▸ WHAT TO WORK ON:
Without including any pictures, copy every line below exactly.

▸ AVAILABLE DATA:
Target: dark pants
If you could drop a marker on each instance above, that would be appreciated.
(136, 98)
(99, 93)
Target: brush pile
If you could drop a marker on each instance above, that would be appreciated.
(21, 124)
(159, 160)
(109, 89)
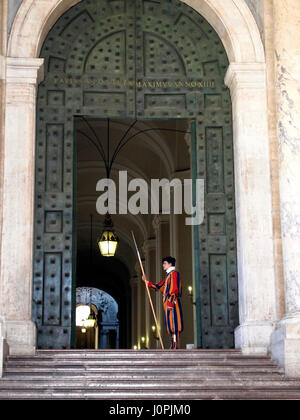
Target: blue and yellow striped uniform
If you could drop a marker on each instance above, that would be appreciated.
(171, 289)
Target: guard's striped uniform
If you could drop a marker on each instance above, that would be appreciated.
(171, 289)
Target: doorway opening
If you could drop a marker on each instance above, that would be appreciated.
(136, 153)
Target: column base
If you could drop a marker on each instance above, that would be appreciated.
(285, 345)
(21, 337)
(254, 337)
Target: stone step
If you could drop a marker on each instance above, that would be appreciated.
(137, 363)
(218, 378)
(160, 368)
(122, 359)
(152, 395)
(142, 375)
(154, 384)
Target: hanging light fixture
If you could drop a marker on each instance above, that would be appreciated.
(82, 313)
(90, 322)
(109, 241)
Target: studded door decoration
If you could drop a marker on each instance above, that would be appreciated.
(136, 59)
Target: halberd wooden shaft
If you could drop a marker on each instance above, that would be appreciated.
(149, 296)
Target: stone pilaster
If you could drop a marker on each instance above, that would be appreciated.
(257, 301)
(134, 330)
(22, 78)
(286, 338)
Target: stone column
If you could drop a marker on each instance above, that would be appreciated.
(286, 338)
(22, 78)
(150, 270)
(257, 294)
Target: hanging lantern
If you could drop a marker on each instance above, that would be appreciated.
(82, 313)
(109, 241)
(90, 322)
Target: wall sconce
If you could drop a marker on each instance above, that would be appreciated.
(191, 294)
(153, 328)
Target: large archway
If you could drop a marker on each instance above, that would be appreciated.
(246, 79)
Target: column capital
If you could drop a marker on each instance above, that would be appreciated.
(24, 70)
(246, 76)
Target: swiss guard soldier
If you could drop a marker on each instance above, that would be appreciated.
(171, 289)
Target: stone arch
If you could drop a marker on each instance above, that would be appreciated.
(233, 22)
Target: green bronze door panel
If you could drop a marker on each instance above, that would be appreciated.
(133, 59)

▸ YOUR SOLUTION:
Target: dark pants
If you could drop a marker on each instance above, that would be appreciated.
(136, 98)
(99, 93)
Target: brush pile
If you could drop a marker on each instance above, that would be appreciated.
(21, 124)
(159, 160)
(109, 89)
Target: blue and yellow striped uniform
If you could drop a marker on each instance above, that would be appreciated.
(171, 289)
Target: guard's striped uniform
If you could drop a marker on each instance above, that would be appreciated.
(171, 289)
Target: doorway opening
If you could drop a marker on each instance above, that would be appreciated.
(136, 153)
Target: column base
If you could drop a marker on each instance above, that would be appreciated.
(285, 345)
(21, 337)
(254, 337)
Target: stone step
If you could drop a marker on each instance above, that would be appreciated.
(137, 363)
(218, 378)
(160, 368)
(122, 359)
(152, 395)
(142, 375)
(154, 384)
Target: hanging light fixture
If you could drop a marker on each instance above, that would be appreciated.
(82, 313)
(90, 322)
(109, 241)
Target: studded door decoration
If you could drop a marker on each instance above, that would be appreciated.
(136, 59)
Target: halberd wooden shaft
If you could drop a marker on each instance above, that would be appreciated.
(149, 296)
Target: stone pilaster
If you could drop a marker on each instance above, that would be appreciated.
(257, 301)
(134, 330)
(22, 78)
(286, 338)
Target: stone column
If you could drop a marker on each instance above, that would be appreciated.
(286, 338)
(22, 78)
(150, 270)
(257, 294)
Target: hanging lantern
If you could drop a marker on each instance above, that would be appreciated.
(82, 313)
(109, 241)
(90, 322)
Target: wall sconce
If you could drop a marker on each instance above, that would be appreciated.
(191, 294)
(153, 328)
Target: large archway
If you could drop a marker on each instance above, that would be appreciated.
(246, 79)
Target: column capital
If you could drop a marker on each instance above, that would be appreciated.
(24, 70)
(246, 76)
Target: swiss guard soldier
If you could drop a marker on each instance above, that would be appreciated.
(171, 289)
Target: stone arch
If you could drop a marker on each instance above, that would be appreciated.
(233, 22)
Target: green bronze door panel
If you could drop a marker on each instance above, that would be appreciated.
(133, 59)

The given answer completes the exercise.